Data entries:

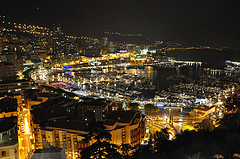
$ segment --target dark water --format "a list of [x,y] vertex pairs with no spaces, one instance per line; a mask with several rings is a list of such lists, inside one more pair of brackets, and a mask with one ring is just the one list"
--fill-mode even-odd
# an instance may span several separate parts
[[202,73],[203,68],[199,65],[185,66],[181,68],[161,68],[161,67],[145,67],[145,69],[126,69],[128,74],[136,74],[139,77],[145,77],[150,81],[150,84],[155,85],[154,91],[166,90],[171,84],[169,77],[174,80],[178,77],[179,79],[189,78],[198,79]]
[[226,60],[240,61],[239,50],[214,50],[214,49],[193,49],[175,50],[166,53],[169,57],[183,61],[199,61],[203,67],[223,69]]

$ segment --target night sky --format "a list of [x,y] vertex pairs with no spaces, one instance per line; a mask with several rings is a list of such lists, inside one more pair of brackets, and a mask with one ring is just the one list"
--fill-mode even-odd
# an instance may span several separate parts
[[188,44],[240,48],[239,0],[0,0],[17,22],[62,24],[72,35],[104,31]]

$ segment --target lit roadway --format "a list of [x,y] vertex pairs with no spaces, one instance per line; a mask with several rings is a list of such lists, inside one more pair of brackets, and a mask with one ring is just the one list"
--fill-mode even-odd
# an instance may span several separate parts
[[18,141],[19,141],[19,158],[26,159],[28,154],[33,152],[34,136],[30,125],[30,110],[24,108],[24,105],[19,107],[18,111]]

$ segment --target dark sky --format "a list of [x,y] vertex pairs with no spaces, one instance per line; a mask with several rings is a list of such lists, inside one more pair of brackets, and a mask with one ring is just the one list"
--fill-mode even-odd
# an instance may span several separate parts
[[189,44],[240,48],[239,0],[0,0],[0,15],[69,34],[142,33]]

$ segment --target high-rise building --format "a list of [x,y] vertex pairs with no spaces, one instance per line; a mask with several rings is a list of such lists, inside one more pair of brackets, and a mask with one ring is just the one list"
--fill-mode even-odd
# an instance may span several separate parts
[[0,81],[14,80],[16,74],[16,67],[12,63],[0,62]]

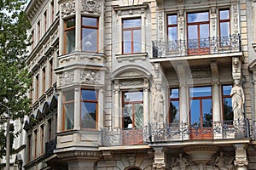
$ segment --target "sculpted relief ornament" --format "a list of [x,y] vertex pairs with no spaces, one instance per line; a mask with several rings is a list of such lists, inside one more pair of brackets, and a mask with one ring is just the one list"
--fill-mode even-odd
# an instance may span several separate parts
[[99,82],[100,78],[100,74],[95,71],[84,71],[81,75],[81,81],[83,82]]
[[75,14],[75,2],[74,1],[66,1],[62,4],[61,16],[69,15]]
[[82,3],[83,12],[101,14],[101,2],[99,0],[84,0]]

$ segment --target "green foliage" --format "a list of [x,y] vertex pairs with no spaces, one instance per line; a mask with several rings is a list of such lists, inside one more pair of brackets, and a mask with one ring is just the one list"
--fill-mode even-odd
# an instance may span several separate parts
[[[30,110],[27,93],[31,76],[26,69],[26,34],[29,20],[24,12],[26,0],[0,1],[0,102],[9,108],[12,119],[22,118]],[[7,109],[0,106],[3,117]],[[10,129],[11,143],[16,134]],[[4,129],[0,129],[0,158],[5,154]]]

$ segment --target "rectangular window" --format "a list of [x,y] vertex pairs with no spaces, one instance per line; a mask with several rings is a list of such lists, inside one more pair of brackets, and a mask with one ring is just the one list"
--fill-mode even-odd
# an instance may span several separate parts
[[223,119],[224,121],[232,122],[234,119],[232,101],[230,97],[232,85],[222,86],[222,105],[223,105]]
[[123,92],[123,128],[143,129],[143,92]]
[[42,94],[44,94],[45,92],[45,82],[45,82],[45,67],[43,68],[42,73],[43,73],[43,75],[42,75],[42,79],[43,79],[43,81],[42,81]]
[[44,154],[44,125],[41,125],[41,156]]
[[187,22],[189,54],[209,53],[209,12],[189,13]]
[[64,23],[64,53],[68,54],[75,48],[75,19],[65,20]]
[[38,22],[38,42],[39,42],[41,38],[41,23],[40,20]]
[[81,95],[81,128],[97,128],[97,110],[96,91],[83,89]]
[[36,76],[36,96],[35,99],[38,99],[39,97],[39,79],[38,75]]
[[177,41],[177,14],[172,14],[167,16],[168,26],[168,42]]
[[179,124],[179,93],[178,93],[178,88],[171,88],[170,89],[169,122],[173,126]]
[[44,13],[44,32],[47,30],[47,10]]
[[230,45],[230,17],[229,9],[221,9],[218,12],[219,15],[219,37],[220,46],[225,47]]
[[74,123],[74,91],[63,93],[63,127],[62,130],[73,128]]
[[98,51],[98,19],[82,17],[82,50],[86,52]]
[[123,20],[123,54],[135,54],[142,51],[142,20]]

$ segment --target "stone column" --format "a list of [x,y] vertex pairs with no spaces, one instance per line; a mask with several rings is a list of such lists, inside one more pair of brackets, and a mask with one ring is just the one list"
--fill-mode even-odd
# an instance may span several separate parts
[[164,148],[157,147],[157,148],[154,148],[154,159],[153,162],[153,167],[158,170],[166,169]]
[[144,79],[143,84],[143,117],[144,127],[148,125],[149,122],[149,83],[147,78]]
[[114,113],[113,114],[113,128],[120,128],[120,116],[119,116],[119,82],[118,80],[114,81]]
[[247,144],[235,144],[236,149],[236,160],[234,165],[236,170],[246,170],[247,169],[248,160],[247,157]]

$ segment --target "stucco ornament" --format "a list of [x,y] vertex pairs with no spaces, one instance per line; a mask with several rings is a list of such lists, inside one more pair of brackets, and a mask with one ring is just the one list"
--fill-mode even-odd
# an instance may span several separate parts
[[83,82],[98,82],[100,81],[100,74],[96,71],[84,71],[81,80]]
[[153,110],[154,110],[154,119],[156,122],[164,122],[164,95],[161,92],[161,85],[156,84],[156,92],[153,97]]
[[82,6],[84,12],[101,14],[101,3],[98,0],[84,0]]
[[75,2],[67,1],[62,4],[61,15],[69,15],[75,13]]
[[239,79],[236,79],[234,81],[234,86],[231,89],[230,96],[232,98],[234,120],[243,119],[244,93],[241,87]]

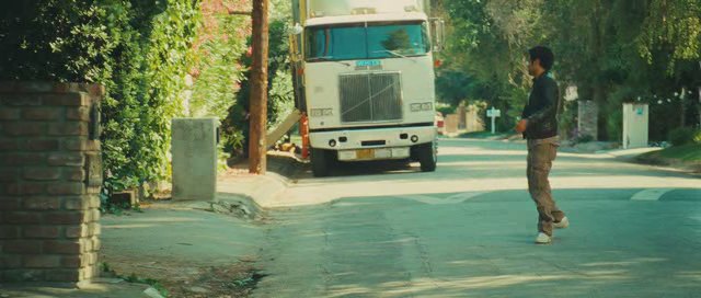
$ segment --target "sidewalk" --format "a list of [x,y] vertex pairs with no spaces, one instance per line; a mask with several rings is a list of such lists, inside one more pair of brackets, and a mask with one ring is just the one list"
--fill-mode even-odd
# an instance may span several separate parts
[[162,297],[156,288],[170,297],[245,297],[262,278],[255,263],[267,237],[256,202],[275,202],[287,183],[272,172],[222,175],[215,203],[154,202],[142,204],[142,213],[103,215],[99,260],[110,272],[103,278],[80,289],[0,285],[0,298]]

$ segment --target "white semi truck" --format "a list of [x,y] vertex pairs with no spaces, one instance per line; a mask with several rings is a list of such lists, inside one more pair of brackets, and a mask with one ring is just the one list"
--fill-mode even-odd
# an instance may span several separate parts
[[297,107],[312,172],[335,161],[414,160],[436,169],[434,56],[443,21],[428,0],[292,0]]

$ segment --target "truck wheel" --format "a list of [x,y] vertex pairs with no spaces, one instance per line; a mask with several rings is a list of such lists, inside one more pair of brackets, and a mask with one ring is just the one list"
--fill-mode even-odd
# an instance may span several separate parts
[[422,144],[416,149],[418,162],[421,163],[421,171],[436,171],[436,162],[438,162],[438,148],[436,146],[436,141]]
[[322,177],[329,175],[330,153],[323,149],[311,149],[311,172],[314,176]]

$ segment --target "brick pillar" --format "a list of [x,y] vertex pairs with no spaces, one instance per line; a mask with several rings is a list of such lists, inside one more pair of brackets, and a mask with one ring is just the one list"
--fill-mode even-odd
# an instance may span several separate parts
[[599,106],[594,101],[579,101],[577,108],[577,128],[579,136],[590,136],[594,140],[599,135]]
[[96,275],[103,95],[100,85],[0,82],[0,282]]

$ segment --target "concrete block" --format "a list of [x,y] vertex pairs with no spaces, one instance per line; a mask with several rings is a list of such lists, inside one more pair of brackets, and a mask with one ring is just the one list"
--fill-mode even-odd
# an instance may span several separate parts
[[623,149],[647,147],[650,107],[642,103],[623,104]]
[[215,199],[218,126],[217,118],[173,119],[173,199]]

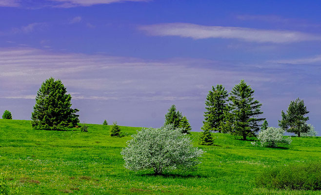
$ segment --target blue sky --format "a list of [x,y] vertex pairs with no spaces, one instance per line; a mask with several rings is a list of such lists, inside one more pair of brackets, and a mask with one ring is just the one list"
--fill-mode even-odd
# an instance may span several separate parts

• Given instruction
Update the listing by changing "even-odd" to "nonzero" throughout, starting with the line that contains "segment --target high-rise" and going on through the line that contains "[[82,3],[83,12],[101,14],[101,2],[99,0],[84,0]]". Return only those lines, omitting the pictures and leaving everything else unchanged.

• Written response
$ segment --target high-rise building --format "a list of [x,y] vertex pairs with no spaces, one instance per line; a mask with several rings is a list of such lists, inside one more pair of brackets, and a mask with one ring is just the one list"
--fill-mode nonzero
# an instance may span several separate parts
[[0,81],[14,80],[16,74],[16,67],[12,63],[0,62]]

$ segment --target "sculpted relief ornament" --format "a list of [x,y] vertex pairs with no spaces, one instance per line; a mask with several rings is a list of such lists, inside one more pair of brackets, and a mask with one ring is just the one list"
--fill-mode nonzero
# an instance may span several separate parts
[[99,82],[100,78],[100,74],[95,71],[84,71],[81,75],[81,81],[83,82]]
[[75,14],[75,2],[74,1],[66,1],[62,4],[61,16],[69,15]]
[[82,3],[83,12],[101,14],[101,2],[99,0],[84,0]]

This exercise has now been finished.